* begin Excerpted passage *

Felix, as the party seeking to intervene, must show that his application to intervene is timely. Felix recites these factors and argues that the Motion to Intervene is timely. But Felix's analysis of these factors leaves much to be desired.
i. Length of Time During Which Felix Knew or Reasonably Should Have Known
Turning to the first factor, Felix argues that only eighty days passed between oral argument on the Motion for Class Certification and his filing of the Motion to Intervene. Doc. 97 at 5-6. Felix also contends that this eighty-day period of time is “within the period of time other courts have deemed reasonable.” Id. at 6. On this basis, Felix contends that the “initial timeliness prong” is satisfied and the Court need not conduct any further analysis. Id. (internal quotation marks omitted). However, under this factor, the Court must analyze the length of time during which Felix knew or reasonably should have known of his interest in the case before moving to intervene. Further, this first factor is one of several factors for the Court's consideration, not a dispositive inquiry for timeliness.

* end Excerpted passage *
* begin Supplied material *

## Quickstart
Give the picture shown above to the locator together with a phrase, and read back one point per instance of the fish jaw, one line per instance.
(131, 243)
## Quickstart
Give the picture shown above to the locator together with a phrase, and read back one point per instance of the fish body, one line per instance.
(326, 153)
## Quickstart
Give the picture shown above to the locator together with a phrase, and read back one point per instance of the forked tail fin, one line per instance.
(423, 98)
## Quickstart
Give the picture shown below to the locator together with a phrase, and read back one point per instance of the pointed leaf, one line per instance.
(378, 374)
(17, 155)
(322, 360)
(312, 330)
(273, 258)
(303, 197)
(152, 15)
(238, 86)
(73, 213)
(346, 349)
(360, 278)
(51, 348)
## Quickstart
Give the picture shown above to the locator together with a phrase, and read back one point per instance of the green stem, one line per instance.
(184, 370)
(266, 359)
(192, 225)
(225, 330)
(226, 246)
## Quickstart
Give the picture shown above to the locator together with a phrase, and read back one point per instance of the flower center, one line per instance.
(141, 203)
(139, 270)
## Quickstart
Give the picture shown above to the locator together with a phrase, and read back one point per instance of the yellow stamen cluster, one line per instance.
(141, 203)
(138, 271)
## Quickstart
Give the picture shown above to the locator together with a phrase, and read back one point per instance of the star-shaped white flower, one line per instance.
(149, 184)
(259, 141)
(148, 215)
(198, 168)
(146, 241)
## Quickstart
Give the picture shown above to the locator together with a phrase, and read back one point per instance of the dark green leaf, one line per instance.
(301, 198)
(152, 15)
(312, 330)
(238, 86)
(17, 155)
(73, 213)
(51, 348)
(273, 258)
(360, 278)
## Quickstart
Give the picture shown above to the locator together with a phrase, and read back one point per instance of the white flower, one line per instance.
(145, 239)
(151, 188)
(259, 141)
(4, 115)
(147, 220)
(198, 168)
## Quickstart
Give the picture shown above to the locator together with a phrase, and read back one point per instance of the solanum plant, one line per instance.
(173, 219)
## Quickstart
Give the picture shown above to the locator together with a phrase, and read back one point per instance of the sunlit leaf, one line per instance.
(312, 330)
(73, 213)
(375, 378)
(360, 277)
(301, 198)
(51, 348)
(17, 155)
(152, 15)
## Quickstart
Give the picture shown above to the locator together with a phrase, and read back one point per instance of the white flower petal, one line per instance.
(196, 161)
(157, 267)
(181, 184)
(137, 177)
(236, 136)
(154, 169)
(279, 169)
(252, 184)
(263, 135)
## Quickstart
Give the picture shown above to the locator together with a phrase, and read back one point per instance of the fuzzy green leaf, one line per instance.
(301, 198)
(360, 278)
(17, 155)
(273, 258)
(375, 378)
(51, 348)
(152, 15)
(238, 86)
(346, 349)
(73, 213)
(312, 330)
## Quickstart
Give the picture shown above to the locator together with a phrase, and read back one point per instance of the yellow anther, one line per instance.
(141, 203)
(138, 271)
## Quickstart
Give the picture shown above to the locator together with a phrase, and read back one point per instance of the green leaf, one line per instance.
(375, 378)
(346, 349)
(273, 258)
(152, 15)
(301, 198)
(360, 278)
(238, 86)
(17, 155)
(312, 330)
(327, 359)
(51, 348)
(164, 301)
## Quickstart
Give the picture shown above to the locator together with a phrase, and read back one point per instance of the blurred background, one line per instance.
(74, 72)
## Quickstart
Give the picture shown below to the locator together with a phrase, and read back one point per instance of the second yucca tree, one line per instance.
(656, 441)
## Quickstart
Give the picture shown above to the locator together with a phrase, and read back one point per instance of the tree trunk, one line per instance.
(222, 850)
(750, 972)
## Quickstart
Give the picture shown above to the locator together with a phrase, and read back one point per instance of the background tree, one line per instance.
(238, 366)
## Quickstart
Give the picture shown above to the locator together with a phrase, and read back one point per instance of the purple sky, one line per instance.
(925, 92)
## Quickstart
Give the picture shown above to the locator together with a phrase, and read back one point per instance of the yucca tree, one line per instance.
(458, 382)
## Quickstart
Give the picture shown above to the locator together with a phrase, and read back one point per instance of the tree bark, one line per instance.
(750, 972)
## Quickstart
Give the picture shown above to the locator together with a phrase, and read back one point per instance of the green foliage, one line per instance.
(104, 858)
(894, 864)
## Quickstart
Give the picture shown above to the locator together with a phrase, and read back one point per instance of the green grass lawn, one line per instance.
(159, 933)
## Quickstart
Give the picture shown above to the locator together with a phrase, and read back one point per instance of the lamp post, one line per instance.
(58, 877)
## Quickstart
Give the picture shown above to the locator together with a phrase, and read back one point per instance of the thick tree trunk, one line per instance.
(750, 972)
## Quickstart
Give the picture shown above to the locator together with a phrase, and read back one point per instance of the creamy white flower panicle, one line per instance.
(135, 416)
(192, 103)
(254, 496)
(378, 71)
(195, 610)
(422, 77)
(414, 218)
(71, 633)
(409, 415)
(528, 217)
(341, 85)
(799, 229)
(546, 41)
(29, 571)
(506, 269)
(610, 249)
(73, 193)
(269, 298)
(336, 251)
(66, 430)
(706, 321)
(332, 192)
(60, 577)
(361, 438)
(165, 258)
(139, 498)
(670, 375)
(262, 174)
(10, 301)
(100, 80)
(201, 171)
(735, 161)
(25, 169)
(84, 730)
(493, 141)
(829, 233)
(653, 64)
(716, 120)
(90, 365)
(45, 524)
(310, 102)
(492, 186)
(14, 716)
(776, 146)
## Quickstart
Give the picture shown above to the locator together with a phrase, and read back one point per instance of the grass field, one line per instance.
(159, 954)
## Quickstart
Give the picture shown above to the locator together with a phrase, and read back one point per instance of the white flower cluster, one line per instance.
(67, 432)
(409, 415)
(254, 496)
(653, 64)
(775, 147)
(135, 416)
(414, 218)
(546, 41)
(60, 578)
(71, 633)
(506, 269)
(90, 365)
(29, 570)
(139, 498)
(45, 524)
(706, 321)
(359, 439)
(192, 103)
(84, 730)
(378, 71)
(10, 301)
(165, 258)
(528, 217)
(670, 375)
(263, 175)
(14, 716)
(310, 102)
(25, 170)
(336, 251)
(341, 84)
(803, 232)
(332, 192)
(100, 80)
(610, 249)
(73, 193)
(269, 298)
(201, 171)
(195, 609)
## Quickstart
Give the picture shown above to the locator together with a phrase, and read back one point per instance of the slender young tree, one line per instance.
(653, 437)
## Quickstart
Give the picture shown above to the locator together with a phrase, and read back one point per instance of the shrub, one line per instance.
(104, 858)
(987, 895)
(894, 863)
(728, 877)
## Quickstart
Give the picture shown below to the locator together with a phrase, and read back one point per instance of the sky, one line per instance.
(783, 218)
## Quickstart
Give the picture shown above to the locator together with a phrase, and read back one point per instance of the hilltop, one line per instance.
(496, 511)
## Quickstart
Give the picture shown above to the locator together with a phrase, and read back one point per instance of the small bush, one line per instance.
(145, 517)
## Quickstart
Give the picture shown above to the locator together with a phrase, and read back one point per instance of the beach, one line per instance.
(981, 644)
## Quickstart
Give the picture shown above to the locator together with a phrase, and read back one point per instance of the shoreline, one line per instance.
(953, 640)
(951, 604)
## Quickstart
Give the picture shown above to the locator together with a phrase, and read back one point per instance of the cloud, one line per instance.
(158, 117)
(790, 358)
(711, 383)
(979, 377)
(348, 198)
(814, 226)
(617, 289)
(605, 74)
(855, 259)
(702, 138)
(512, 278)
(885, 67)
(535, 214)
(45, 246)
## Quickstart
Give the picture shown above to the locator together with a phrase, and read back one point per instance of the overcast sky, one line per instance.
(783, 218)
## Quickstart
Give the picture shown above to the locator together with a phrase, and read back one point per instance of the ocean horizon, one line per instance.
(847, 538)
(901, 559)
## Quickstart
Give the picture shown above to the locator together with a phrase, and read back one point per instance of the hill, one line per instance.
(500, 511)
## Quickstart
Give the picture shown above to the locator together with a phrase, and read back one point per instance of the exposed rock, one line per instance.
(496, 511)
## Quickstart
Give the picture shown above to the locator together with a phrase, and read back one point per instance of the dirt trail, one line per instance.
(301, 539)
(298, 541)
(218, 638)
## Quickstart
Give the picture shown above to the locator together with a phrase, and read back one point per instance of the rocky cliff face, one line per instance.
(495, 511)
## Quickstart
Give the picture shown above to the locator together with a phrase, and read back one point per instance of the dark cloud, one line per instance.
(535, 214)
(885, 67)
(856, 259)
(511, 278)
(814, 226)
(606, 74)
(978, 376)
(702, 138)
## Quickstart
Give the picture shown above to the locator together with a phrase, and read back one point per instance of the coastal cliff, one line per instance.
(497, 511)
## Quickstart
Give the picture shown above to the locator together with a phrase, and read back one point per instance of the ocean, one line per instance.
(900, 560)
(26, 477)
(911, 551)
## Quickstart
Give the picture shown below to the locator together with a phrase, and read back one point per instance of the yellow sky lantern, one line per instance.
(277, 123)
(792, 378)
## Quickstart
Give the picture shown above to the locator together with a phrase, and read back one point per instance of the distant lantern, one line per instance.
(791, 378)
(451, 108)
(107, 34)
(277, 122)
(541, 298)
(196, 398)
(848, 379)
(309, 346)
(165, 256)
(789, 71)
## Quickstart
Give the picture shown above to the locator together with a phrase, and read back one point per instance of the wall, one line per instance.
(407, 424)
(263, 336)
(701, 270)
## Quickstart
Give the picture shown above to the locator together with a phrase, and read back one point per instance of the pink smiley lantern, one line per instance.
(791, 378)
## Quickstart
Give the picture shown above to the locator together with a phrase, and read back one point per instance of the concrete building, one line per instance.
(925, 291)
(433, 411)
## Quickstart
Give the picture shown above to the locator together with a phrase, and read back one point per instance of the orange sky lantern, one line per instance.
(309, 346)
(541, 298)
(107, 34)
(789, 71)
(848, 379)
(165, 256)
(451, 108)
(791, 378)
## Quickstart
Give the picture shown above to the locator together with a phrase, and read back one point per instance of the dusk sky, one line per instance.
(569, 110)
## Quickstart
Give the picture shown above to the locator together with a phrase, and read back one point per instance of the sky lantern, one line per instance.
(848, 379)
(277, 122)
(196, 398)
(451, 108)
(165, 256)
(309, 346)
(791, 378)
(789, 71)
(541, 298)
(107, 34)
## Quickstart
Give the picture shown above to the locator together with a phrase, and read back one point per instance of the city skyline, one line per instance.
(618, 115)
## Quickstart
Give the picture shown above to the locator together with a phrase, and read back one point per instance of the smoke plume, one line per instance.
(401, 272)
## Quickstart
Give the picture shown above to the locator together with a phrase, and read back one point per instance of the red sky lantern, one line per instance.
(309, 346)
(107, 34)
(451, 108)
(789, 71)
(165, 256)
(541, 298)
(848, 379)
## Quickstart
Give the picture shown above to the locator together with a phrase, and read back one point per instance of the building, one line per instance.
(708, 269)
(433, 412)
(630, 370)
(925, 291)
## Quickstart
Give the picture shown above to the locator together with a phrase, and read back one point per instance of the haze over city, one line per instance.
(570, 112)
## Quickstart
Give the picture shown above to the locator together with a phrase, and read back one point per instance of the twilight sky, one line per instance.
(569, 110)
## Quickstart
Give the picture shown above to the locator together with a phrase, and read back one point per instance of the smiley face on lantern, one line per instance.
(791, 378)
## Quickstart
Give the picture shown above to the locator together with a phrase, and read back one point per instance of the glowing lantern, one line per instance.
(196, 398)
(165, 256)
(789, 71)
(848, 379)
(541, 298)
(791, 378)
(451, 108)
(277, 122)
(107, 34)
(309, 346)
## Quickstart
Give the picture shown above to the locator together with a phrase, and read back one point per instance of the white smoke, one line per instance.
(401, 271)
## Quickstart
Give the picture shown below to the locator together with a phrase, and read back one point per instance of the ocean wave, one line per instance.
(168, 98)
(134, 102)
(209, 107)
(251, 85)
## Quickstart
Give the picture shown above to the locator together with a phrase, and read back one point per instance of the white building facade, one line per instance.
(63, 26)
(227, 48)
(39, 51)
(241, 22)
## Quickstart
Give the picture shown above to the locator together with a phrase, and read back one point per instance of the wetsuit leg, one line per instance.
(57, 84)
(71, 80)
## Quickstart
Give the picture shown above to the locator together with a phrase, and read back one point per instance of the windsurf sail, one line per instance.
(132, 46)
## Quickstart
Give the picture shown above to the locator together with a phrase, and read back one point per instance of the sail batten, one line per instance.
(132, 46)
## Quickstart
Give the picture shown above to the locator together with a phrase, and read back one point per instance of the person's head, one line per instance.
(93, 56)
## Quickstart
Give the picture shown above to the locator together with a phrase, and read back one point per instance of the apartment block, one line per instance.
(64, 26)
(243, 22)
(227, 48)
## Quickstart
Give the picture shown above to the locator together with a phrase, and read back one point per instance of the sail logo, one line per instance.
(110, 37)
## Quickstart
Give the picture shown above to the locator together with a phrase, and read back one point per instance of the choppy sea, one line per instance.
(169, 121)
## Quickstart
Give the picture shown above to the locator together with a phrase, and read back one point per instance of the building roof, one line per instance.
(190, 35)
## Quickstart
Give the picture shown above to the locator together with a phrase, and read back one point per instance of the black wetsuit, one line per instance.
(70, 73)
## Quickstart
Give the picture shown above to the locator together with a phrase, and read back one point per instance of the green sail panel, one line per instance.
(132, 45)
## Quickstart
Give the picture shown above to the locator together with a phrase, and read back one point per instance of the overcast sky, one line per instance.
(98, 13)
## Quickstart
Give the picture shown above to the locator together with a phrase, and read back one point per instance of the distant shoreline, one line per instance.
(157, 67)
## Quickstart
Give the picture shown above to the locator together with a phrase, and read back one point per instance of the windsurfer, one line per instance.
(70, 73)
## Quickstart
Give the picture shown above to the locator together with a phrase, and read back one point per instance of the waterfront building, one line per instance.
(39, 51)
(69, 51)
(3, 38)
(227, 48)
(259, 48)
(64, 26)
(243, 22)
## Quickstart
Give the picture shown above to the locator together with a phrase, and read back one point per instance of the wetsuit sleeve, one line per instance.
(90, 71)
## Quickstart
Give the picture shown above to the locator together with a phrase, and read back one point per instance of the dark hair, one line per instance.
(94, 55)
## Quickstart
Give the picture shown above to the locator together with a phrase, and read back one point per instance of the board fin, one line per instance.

* end Supplied material *

Instructions to follow:
Pick up the court's discussion of the timeliness of Felix's motion to intervene and continue it from its last sentence.

Output for this task:
As Trulieve points out, Felix fails to offer any information or argument as to the time when he knew or reasonably should have known of his interest in the case. Instead, Felix inexplicably measures the period of time between oral argument and his filing of the Motion to Intervene and compares that period of time to periods of time “deemed reasonable.” Doc. 97 at 6. Any persuasive value of this measurement of time is severely undercut by his offering of an alternate measurement of time, in which he asserts that “[i]f the Court believes the relevant date” to be the date when Trulieve filed its response in opposition, then 174 days passed between Trulieve's filing of its response in opposition to the Motion for Class Certification and Felix's filing of the Motion to Intervene. But the law, not the Court's belief, determines the relevant date, instructing the Court to examine the length of time during which Felix knew or reasonably should have known of his interest in the case before moving to intervene. In the absence of any information regarding Felix's knowledge, or when he reasonably should have known, of his interest in the case, the Court is left to speculate. The Court will not rely upon speculation to find that this factor weighs in Felix's favor. See Stallworth, 558 F.2d at 267 (finding that the district court erred in using “an unspecified time . . . rather than the time when [the appellants] knew or should have known of their interest in the action”).
Felix miscalculates this period of time; 179 days passed between the two dates.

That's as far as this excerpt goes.